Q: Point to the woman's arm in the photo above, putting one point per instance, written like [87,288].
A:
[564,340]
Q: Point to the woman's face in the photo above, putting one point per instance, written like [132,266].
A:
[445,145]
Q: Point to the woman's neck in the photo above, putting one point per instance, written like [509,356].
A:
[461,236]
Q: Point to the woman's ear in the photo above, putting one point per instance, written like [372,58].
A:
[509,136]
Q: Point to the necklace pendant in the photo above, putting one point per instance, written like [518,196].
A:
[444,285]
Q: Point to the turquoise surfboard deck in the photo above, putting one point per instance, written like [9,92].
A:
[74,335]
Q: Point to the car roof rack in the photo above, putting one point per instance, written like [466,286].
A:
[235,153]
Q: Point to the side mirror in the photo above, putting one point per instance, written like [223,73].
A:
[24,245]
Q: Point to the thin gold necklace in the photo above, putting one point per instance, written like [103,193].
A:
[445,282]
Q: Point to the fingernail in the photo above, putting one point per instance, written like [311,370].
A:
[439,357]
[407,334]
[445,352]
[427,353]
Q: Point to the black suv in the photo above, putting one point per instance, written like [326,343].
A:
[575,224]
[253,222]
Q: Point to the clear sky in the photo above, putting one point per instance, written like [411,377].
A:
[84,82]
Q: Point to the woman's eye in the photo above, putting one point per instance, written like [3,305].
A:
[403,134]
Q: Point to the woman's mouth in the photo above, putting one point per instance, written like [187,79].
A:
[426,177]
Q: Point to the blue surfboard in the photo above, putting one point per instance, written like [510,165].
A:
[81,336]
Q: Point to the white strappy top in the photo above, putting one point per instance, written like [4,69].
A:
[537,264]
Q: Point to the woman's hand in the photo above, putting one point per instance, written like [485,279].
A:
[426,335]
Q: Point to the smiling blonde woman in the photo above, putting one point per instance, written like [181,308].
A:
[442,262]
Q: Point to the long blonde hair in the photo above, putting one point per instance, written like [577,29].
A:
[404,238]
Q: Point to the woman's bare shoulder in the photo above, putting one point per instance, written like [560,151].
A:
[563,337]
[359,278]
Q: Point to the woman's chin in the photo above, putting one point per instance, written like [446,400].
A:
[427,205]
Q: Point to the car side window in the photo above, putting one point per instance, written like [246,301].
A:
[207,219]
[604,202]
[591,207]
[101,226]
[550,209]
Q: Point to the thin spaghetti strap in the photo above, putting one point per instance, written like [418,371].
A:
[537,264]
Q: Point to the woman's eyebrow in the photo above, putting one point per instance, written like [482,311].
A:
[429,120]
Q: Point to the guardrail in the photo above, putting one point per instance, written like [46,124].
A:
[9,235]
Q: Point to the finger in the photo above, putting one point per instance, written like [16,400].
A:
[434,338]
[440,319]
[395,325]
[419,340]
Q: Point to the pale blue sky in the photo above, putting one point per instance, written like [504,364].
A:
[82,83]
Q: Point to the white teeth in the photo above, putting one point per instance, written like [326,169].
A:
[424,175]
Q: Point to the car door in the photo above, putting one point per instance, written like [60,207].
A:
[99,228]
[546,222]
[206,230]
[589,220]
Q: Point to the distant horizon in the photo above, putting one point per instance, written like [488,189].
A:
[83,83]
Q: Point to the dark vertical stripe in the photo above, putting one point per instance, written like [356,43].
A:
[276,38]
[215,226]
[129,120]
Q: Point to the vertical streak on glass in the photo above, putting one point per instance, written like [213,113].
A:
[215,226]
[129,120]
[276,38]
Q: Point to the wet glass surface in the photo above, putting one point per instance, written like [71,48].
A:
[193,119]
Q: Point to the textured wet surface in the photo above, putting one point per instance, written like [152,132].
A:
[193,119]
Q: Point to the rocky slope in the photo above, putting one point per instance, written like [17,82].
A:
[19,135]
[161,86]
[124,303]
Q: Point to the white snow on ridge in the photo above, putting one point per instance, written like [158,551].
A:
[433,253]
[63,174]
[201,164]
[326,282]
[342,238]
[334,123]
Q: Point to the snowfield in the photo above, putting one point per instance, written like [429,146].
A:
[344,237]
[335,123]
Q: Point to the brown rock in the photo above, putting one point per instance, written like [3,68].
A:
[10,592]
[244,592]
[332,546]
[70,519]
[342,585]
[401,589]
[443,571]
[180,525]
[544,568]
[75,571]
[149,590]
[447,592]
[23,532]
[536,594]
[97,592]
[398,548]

§ Task details
Retype all the data verbatim.

§ Answer for the task
Q: Point to the woman's arm in the photo above, putting one point per instance, written like [87,288].
A:
[564,340]
Q: Point to the woman's face in the photo above, putting one point per instance, written like [132,266].
A:
[445,145]
Q: Point to the woman's neck in the photo above, putting one point per instance, written like [509,356].
A:
[461,236]
Q: Point to the woman's ear in the photo above, putting one point per instance, written like [372,58].
A:
[509,136]
Q: Point to the necklace pendant in the photo above, putting one point per instance, written like [518,196].
A:
[444,285]
Q: Point to the turquoise surfboard deck in the photo above, putting one point per instance, written like [9,92].
A:
[74,335]
Q: Point to the car roof rack in the photo above, putting one point per instance, written like [466,286].
A:
[235,153]
Q: Point to the side mirror in the photo above, putting one point per instance, written like [223,73].
A:
[24,245]
Q: Point to the thin gold necklace in the photo above, putting one point per instance, written like [103,193].
A:
[445,282]
Q: Point to the fingernail in the photo above, putting one point per instance, written like [311,370].
A:
[439,357]
[407,334]
[445,352]
[427,353]
Q: Point to the black suv in the photo above, putting one point per instance, written like [326,343].
A:
[575,224]
[253,222]
Q: Point to the clear sky in the photo above, putting one point per instance, written like [411,377].
A:
[84,82]
Q: Point to the woman's eye in the photo above, putting one point per instance, written like [3,305].
A:
[403,134]
Q: Point to the woman's mouth in the photo above, putting one point per instance, written like [187,79].
A:
[426,177]
Q: Point to the blue surfboard in the photo above, putting one point per instance, written like [510,165].
A:
[81,336]
Q: Point to the white strappy top in the photo above, putting one point per instance, written like [4,69].
A:
[537,264]
Q: Point to the woman's hand in the photo above, putting one point per instance, written like [485,279].
A:
[426,335]
Q: Point to the smiling blonde woman in the photo above, putting one point per instance, written like [181,308].
A:
[442,262]
Q: Point to the long blonde hair in the photo above, putting one point per instance, written like [577,29].
A:
[404,238]
Q: Point to the woman's bare shoulder in the photo above, putting one point per instance, written like [560,151].
A:
[563,337]
[359,278]
Q: Point to the woman's chin in the photo above, putting one point per instance, written like [446,400].
A:
[427,205]
Q: Point to the car side window in the photo above, putting one point per instance, written like [246,301].
A:
[207,219]
[604,202]
[591,207]
[101,226]
[550,209]
Q: Point to the thin spaghetti strap in the photo above, putting one point per instance, written like [418,371].
A:
[537,264]
Q: Point to the woman's eyebrow in the photo above, putting one point per instance, written like [482,311].
A:
[429,120]
Q: Point to the guardrail in the photo above, putting one point per instance, written like [46,124].
A:
[9,235]
Q: Point to the finger in the photo above, putting one point per instance, written like [16,400].
A:
[434,338]
[440,319]
[395,325]
[419,340]
Q: Point to the pale blue sky in the photo above, putting one point per instance, written like [504,364].
A:
[82,83]
Q: Point to the white teeth in the photo above, putting one point per instance, written like [326,169].
A:
[424,175]
Q: Point to the car door in the photo above, putting one point per instance, written like [60,207].
A:
[99,228]
[546,222]
[206,230]
[589,220]
Q: Point to the distant horizon in the photo above, putting one point per instance, written like [488,189].
A:
[83,83]
Q: Point to the dark vertical stripe in the photo above, putting one point per instance, written like [356,43].
A:
[276,38]
[215,226]
[129,120]
Q: Point to the vertical streak on glass in the photo above, putting one point per instance, written like [213,113].
A:
[215,226]
[129,120]
[276,38]
Q: Point to the wet glass surface in the photo above, putting one point per instance, written like [71,48].
A:
[193,119]
Q: Point to the textured wet surface in the photo above, putting one point per instance, written like [152,132].
A:
[193,119]
Q: Point to the rocky slope in the photo above, putting one point per instance, written like [17,82].
A:
[19,135]
[161,86]
[124,303]
Q: Point to the white snow on ridge in the photo above, putting one point per instance, written like [158,551].
A:
[433,253]
[63,174]
[201,164]
[326,282]
[342,238]
[334,123]
Q: Point to the snowfield in the photo above, putting one point per instance, written like [429,146].
A:
[344,237]
[335,123]
Q: Point to the brown rock in the photo above, putting one point per instance, written like [3,68].
A:
[10,592]
[244,592]
[332,546]
[70,519]
[342,585]
[401,589]
[443,571]
[180,525]
[544,568]
[75,571]
[149,590]
[447,592]
[23,532]
[536,594]
[97,592]
[398,548]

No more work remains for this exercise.